### Written exercise 1
In the text on SPECFEM models, up to what model size does the current NumPy approach work?

■ ■ ■ ■ ■ ■ ■

-
Notifications
You must be signed in to change notification settings - Fork 135
Description
Related Issue #231
Background
Current Model approach to working with SPECFEM Fortran models is to ingest as NumPy arrays and perform model perturbations with vector multiplication. This works for moderate-sized models (~100k parameters), but quickly becomes a bottleneck for larger models (global models, anisotropic models etc.). Huge bottlenecks occur at loading models into RAM all at once (requiring GB of RAM), and performing vector manipulations such as multiplying vectors, taking their norm etc.
Approach
To optimize this we will stop addressing entire models as a single vector, and instead loop over available binary files which are already split up by NPROC and parameter by SPECFEM. In most cases we do not need access to the entire model vector at once so this approach should work.

■ ■ ■ ■ ■ ■ ■

### Written exercise 2
Please output verbatim the lines of the listing starting at the line that contains "of the taillight" and ending at the last line of the listing, both included.

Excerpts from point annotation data
■ ■ ■ ■ ■ ■ ■

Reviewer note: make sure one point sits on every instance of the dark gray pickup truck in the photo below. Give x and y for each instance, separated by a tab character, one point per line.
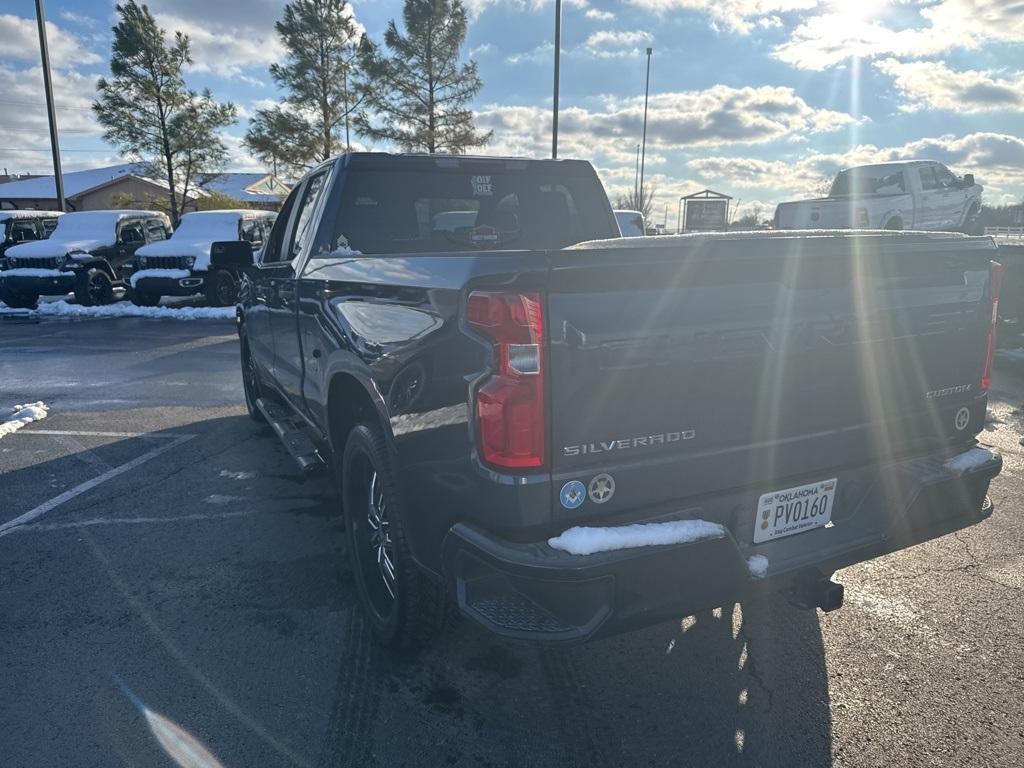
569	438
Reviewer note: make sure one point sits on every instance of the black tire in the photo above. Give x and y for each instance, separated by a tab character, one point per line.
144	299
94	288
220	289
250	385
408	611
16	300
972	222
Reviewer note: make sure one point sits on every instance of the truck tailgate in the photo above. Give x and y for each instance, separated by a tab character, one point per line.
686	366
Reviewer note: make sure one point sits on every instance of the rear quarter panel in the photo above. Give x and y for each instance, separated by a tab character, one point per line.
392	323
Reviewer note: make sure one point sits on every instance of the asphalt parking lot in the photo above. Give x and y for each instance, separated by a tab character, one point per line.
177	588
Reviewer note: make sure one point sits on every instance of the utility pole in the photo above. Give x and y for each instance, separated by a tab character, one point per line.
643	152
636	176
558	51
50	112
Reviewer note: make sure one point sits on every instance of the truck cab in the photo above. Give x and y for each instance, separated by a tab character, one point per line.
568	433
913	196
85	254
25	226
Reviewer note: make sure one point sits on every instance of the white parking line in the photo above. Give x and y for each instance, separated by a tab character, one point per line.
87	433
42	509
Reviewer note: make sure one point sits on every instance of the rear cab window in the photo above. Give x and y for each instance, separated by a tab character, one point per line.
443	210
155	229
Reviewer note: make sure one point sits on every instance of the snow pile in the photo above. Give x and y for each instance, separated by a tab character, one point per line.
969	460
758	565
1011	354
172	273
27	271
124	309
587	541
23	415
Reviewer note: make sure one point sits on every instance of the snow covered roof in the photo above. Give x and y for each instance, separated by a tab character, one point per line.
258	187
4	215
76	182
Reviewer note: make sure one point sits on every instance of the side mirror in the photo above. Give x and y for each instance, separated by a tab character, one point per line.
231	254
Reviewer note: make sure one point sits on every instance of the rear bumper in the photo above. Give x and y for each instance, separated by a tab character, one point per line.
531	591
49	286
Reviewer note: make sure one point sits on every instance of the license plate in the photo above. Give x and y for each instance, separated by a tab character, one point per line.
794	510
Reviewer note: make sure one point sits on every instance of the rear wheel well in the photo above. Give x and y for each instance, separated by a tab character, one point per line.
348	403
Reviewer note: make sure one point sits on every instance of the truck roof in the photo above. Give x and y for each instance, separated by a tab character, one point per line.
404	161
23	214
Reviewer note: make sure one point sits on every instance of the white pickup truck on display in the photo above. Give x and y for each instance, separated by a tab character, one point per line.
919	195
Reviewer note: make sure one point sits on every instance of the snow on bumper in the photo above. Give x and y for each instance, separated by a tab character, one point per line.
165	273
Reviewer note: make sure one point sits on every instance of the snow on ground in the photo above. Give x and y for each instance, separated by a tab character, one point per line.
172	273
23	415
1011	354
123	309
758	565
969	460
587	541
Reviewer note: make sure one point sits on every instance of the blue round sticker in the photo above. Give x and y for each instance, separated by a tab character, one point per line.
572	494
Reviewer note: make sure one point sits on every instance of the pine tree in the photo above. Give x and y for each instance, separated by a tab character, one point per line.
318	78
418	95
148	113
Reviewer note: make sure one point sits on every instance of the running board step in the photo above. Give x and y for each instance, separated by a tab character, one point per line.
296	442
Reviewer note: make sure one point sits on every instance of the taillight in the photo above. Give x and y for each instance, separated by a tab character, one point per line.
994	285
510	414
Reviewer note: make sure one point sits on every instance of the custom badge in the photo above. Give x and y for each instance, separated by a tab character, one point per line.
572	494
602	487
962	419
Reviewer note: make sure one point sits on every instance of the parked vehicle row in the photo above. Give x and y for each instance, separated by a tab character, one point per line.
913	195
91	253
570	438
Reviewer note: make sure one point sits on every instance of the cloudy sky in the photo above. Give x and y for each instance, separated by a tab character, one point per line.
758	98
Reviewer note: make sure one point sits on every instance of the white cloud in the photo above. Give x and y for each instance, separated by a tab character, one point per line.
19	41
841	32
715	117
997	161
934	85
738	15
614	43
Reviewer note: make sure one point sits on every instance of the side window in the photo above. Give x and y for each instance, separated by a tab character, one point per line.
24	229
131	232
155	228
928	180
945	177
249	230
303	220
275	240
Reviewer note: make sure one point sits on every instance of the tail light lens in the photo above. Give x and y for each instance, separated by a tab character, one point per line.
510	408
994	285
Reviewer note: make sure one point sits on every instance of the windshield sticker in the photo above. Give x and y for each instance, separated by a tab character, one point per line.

■ ■ ■ ■ ■ ■ ■

### Exercise solution 1
Moderate-sized models of about 100k parameters.

### Exercise solution 2
Reviewer note: make sure one point sits on every instance of the taillight in the photo above. Give x and y for each instance, separated by a tab character, one point per line.
994	285
510	414
Reviewer note: make sure one point sits on every instance of the custom badge in the photo above. Give x and y for each instance, separated by a tab character, one point per line.
572	494
602	487
962	419
Reviewer note: make sure one point sits on every instance of the parked vehicle row in the photo above. Give x and y for each instance, separated by a tab character, one point per line.
913	195
91	253
570	438
Reviewer note: make sure one point sits on every instance of the cloudy sky in the photo above. Give x and y for each instance, separated by a tab character, one point per line.
758	98
Reviewer note: make sure one point sits on every instance of the white cloud in the photo above. Give x and y for each instance, separated by a tab character, one point per line.
19	41
841	32
715	117
997	161
934	85
738	15
614	43
Reviewer note: make sure one point sits on every instance of the side window in the photo above. Give x and y for each instance, separated by a tab character, one point per line.
24	229
131	232
155	228
928	180
945	177
249	230
303	220
275	240
Reviewer note: make sure one point sits on every instance of the tail light lens in the photo above. Give x and y for each instance, separated by a tab character, one point per line.
510	408
994	285
Reviewer note: make sure one point sits on every instance of the windshield sticker in the photo above. Give x and y for each instance, separated by a tab character, one point per line.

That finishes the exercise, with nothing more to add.